Other productions ranging from innovative adaptations to original scripts responding to current social issues revealed a consistent truth. The stage is often the first place where students claim their voice. Theatre gives space to those who rarely speak in class, those who doubt their abilities, and those who have been disciplined into silence by exam-centred schooling. It becomes a democratic arena of learning where collaboration is not an afterthought but a necessity.

These experiences align with decades of scholarship in Theatre in Education (TiE), which argues that performance enhances comprehension, empathy, critical thinking, and confidence. It is not about producing actors. It is about producing reflective citizens. When students inhabit a role, even momentarily, they learn to listen, negotiate meanings, and consider perspectives other than their own.

And yet, despite its potential, TiE remains marginal in Indian schools and universities. Drama is reduced to an annual day event, teachers rarely receive training in theatre pedagogy, and timetables leave little room for processes that require patience and creativity. The National Education Policy (2020) acknowledges the value of arts-integrated learning, but implementation remains uneven and often symbolic.

If we truly hope to prepare students for a world that demands adaptability, collaboration, and ethical reasoning, theatre cannot remain an accessory. It must be structurally embedded into curricula, not as a one-off workshop, but as a mode of inquiry. A history class can stage debates between nationalist thinkers; a political science class can explore rights and citizenship through street theatre; a psychology class can dramatise case studies to understand behaviour and empathy; a law programme can simulate courtroom trials to unpack justice and ethics; management students can use role play to practise negotiation and leadership; even engineering cohorts can prototype solutions through design-based performance and collaborative problem-solving. These are not expensive innovations. They require willingness, not lavish budgets.

Theatre reminds us that learning is not merely cognitive. It is embodied, social, and affective. It teaches students to hold ambiguity, to listen deeply, and to respond generously. It encourages them to take creative risks and to see knowledge not as static content but as something lived and negotiated.

Equally important is what theatre teaches educators themselves. When teachers shift from being sole authorities to facilitators of collective meaning-making, classrooms transform into shared intellectual spaces. Authority becomes porous and listening becomes pedagogical. In such environments, teachers learn to read silences, energies, and emotional undercurrents alongside written responses and exam scripts. Assessment, too, begins to change from a narrow focus on right answers to a richer attention to process, reflection, and growth.

Theatre thus invites a reimagining of pedagogy itself, urging educators to trust uncertainty, dialogue, and discovery as legitimate modes of learning.It insists on presence, on bodies sharing space, on time that cannot be fast-forwarded. It reminds us that education is, at its core, a relational act. To imagine together is not a luxury, it is a civic skill. When students learn to imagine lives unlike their own, futures not yet written, and solutions beyond prescribed templates, they are being prepared not just for jobs, but for participation in a fragile, plural world.

[Rows from a collection]
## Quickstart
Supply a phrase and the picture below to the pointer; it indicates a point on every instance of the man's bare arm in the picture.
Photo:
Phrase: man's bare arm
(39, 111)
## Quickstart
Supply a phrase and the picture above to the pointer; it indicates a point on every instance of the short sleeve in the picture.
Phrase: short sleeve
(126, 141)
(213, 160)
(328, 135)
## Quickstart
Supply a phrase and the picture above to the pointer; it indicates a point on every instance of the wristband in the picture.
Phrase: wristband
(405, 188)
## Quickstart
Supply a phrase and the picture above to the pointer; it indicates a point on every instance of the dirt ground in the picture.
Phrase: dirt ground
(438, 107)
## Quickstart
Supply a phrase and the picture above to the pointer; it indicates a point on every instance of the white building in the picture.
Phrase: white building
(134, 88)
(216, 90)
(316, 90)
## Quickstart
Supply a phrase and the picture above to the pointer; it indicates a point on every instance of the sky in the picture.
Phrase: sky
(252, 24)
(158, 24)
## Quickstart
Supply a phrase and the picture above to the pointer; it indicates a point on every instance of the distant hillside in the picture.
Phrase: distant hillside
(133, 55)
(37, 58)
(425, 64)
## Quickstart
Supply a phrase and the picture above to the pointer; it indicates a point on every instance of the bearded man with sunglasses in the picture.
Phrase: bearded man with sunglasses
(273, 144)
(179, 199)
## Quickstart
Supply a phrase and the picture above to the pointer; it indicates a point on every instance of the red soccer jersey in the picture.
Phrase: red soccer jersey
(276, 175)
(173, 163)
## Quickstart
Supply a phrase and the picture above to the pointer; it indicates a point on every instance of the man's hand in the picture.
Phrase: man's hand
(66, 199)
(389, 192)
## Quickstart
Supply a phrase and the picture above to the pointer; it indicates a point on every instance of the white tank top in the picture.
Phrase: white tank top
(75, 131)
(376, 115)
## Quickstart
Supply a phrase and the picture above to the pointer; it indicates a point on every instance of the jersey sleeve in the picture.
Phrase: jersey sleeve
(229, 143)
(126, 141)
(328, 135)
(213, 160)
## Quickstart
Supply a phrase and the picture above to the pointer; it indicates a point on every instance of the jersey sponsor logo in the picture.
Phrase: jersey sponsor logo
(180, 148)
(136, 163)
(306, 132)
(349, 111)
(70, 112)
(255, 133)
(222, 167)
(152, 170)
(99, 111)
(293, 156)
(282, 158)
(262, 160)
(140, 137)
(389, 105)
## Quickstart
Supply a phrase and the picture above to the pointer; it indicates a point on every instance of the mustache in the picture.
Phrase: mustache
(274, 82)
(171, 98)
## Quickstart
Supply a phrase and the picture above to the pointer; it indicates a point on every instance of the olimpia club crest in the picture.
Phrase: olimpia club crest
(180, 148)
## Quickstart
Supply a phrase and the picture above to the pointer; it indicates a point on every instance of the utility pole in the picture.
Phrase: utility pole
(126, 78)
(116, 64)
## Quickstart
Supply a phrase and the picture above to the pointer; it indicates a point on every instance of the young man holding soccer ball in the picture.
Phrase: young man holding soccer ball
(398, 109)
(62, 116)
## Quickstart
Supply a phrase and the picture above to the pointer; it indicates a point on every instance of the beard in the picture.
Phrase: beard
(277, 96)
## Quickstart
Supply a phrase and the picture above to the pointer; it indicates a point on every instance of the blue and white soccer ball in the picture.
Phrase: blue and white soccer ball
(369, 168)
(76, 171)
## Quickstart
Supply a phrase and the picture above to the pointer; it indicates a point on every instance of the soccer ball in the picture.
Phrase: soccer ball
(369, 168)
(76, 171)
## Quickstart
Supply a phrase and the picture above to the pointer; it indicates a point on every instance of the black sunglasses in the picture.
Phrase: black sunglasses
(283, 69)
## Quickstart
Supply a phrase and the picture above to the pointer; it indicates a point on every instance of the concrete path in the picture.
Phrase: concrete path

Things to do.
1/ In the piece on theatre in education, rename "reflective citizens" to "thoughtful citizens" and give the text from "These experiences align" to "than their own.".
2/ For each statement, say yes or no to whether the piece on theatre in education agrees with it, and quote the deciding words. (a) The National Education Policy (2020) recognizes the worth of arts-integrated learning. (b) Teachers usually get training in theatre pedagogy. (c) Bringing theatre into curricula calls for big budgets.
None of the rows are needed here.

Answers to this exercise.
1/
These experiences align with decades of scholarship in Theatre in Education (TiE), which argues that performance enhances comprehension, empathy, critical thinking, and confidence. It is not about producing actors. It is about producing thoughtful citizens. When students inhabit a role, even momentarily, they learn to listen, negotiate meanings, and consider perspectives other than their own.

2/
(a) Yes: "The National Education Policy (2020) acknowledges the value of arts-integrated learning"
(b) No: "teachers rarely receive training in theatre pedagogy"
(c) No: "They require willingness, not lavish budgets."